● AIM OF THE TASK: Transcribe only the lines in the data below falling between the line with "Target: black dress" and the line with "Where can the church tower", including those two lines, and leave out any picture.

● RECORDS PROVIDED:
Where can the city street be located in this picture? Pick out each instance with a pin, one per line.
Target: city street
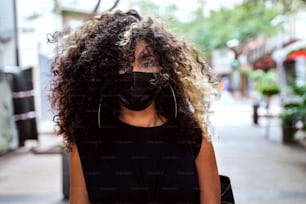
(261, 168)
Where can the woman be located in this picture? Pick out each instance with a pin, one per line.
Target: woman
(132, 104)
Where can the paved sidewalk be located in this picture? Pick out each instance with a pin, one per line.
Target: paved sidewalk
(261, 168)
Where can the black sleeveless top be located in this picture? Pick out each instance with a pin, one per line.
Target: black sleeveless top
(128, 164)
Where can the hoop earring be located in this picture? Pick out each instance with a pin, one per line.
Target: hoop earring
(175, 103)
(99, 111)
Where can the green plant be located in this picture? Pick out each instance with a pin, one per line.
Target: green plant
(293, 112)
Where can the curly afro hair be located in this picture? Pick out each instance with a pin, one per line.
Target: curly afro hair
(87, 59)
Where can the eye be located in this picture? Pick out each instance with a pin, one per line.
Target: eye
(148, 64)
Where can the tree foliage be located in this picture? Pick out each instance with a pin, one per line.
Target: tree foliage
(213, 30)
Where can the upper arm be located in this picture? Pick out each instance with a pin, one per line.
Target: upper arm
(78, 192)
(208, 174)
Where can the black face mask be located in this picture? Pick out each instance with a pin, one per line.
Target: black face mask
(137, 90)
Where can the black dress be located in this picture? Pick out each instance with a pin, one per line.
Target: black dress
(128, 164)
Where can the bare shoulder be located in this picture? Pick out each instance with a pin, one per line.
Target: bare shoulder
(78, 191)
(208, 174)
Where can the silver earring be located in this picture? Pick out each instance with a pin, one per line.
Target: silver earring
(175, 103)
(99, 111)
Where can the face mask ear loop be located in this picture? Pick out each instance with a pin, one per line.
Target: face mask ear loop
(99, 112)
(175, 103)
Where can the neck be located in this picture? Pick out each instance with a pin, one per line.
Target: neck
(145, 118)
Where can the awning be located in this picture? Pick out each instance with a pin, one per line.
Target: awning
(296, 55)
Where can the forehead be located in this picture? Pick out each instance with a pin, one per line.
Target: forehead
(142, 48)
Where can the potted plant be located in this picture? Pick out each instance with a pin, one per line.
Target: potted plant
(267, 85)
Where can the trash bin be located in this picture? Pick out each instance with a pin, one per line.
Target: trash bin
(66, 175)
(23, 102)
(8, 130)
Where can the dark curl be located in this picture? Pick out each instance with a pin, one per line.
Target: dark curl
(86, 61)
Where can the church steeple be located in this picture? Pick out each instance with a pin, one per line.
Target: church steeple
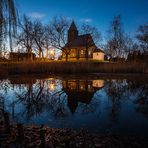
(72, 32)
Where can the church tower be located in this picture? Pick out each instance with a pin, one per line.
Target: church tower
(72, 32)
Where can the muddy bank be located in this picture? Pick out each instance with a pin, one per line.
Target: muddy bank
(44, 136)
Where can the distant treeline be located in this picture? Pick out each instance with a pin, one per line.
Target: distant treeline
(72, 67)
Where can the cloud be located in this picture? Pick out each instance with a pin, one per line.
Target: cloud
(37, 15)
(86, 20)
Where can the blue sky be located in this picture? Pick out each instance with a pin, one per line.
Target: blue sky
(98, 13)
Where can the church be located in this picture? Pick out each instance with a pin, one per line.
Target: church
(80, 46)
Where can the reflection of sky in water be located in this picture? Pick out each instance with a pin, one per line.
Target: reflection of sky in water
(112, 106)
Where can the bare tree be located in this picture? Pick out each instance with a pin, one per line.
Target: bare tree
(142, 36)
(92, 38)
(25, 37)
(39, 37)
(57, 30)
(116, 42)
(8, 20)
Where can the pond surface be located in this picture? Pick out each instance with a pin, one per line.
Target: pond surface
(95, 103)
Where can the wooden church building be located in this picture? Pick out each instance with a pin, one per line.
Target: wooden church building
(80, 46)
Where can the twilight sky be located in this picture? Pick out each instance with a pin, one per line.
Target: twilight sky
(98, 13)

* * *

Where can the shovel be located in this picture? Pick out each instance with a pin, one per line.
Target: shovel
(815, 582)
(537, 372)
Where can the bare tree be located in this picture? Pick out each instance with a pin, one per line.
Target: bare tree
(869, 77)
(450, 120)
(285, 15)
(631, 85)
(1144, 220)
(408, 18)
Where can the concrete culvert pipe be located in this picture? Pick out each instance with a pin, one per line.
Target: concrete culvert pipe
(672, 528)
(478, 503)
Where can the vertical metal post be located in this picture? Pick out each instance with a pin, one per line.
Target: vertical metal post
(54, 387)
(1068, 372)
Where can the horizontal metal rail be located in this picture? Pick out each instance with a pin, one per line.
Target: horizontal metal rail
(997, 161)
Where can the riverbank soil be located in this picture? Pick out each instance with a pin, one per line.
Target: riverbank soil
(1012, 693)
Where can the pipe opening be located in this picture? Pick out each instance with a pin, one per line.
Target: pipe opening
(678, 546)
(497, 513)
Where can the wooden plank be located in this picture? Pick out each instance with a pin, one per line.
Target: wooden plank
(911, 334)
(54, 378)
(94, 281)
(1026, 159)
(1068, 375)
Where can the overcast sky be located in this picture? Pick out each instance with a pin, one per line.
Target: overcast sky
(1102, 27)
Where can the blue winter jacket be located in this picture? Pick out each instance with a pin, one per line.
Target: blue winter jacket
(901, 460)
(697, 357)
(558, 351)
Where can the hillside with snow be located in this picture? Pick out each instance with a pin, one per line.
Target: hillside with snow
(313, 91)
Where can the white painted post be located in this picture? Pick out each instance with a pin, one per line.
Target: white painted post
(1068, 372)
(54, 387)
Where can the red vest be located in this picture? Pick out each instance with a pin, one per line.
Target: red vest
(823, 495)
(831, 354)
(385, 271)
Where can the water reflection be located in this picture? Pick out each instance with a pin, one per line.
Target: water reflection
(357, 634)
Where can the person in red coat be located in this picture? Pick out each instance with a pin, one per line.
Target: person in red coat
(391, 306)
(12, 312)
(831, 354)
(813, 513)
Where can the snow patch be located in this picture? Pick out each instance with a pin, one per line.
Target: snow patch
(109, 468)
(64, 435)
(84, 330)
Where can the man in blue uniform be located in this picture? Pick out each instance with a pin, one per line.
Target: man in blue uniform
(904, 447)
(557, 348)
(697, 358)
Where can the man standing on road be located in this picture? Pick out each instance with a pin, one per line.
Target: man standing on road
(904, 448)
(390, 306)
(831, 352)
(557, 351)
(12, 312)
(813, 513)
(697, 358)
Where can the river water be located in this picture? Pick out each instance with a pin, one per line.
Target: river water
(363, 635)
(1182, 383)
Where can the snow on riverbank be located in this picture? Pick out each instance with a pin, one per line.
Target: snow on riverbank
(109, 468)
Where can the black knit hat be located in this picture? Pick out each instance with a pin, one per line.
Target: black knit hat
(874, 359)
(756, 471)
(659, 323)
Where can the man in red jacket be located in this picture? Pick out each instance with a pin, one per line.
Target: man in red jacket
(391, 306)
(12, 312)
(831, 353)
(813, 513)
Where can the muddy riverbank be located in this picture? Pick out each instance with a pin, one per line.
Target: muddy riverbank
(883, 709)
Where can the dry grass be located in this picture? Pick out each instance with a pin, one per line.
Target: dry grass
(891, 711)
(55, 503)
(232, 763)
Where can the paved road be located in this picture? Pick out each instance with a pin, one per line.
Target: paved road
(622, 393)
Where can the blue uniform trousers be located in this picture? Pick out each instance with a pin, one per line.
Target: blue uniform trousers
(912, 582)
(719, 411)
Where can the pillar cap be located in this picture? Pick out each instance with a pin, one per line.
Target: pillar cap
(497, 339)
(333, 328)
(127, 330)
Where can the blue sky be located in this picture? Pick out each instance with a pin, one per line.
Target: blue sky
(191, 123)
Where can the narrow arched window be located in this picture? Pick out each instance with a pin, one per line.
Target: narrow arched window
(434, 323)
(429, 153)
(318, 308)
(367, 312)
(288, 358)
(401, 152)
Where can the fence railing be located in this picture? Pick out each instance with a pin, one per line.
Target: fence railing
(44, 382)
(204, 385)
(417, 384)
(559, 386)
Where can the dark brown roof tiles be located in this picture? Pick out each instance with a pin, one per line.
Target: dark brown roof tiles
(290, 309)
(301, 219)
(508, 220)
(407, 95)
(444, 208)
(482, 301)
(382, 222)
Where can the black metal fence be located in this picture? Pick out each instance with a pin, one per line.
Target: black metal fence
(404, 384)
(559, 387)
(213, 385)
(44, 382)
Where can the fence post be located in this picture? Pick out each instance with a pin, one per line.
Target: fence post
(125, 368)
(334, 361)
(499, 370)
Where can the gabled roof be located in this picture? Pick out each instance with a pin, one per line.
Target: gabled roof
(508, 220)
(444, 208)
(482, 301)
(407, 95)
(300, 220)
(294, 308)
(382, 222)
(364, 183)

● OUTPUT:
Target: black dress
(128, 164)
Where can the bare shoulder be located in this picture? Pick out each instance with a pin, one per line.
Target: bare shoulder
(78, 191)
(208, 174)
Where can the silver earring be located in this picture? Pick out each instance with a pin, one per line.
Target: silver earring
(175, 103)
(99, 111)
Where can the face mask ear loop be located in this picture? Pick out each instance with a pin, one per line.
Target: face mask ear loop
(99, 112)
(175, 103)
Where can the neck be located in this picture? Pick out each instance with a pin, one per line.
Target: neck
(145, 118)
Where can the awning be located in this picture? Pick out each instance with a pin, one per line.
Target: awning
(296, 55)
Where can the forehead be located in this picture? Pick out each instance with a pin, one per line.
Target: forehead
(142, 48)
Where can the potted plant be located in this picture? Pick out each instance with a pin, one per line.
Target: potted plant
(267, 85)
Where can the trash bin be located in this picture? Pick out each instance with a pin, one per line.
Target: trash bin
(66, 175)
(23, 102)
(8, 130)
Where can the dark curl be located in this picture? Pick out each instance with a pin, one per line.
Target: dark curl
(86, 61)
Where can the church steeple be located in this picture? Pick out each instance with a pin, one per line.
Target: church steeple
(72, 32)
Where can the church tower be located in this picture? Pick out each instance with a pin, one per line.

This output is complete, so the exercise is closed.